Pick out each line in the records that contains the word "pixel" and copy those lines.

## RAW RECORDS
##########

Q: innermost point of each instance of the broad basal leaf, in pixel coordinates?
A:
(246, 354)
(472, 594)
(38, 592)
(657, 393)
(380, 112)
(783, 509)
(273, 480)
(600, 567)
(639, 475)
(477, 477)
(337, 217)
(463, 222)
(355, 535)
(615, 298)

##########

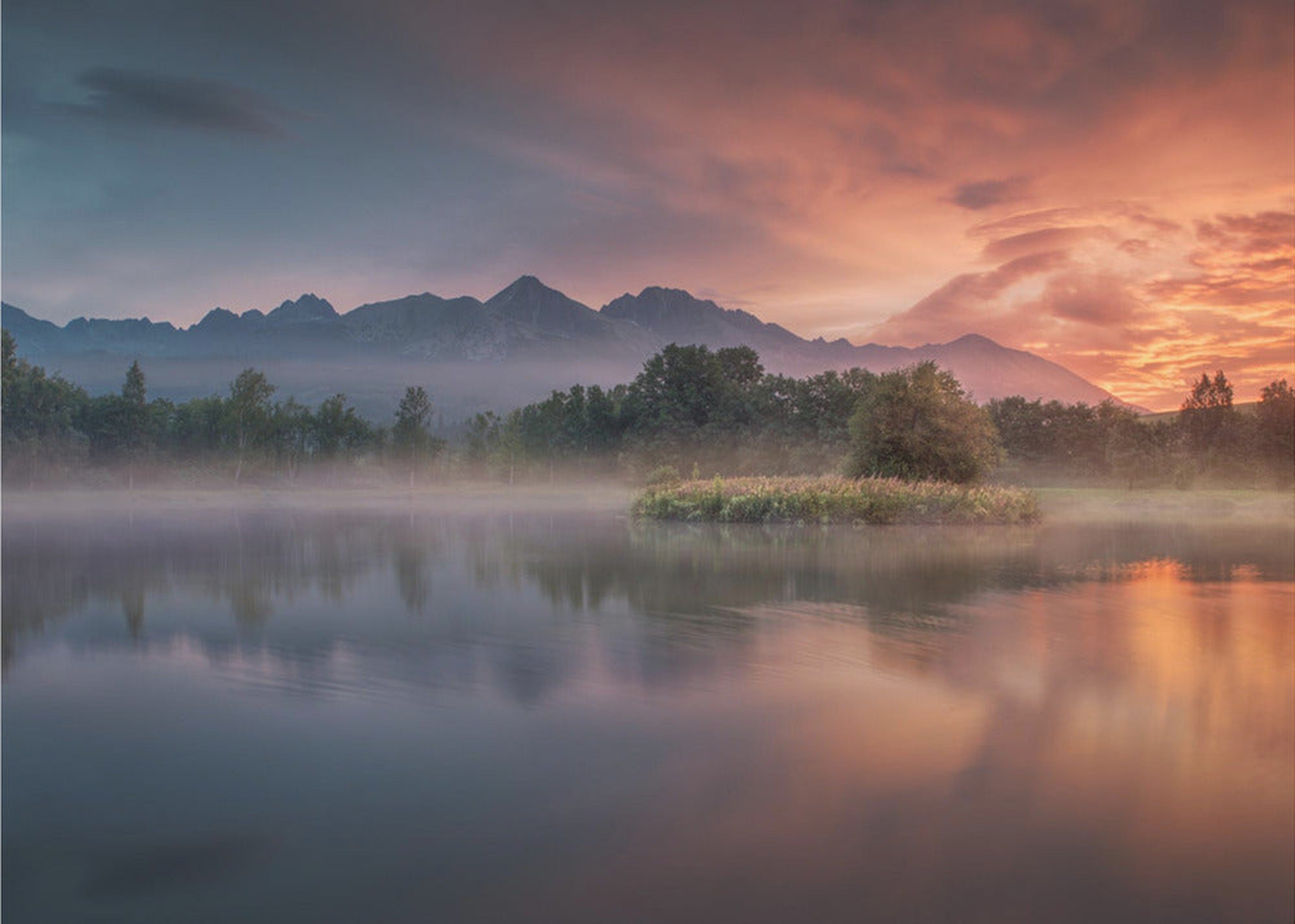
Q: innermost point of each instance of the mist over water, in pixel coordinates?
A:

##########

## RESPONSE TO THE TASK
Q: innermost point of each instance of the broad basal leaf, in pixel coordinates?
Q: innermost point of each instance of the mist over water, in pixel coordinates?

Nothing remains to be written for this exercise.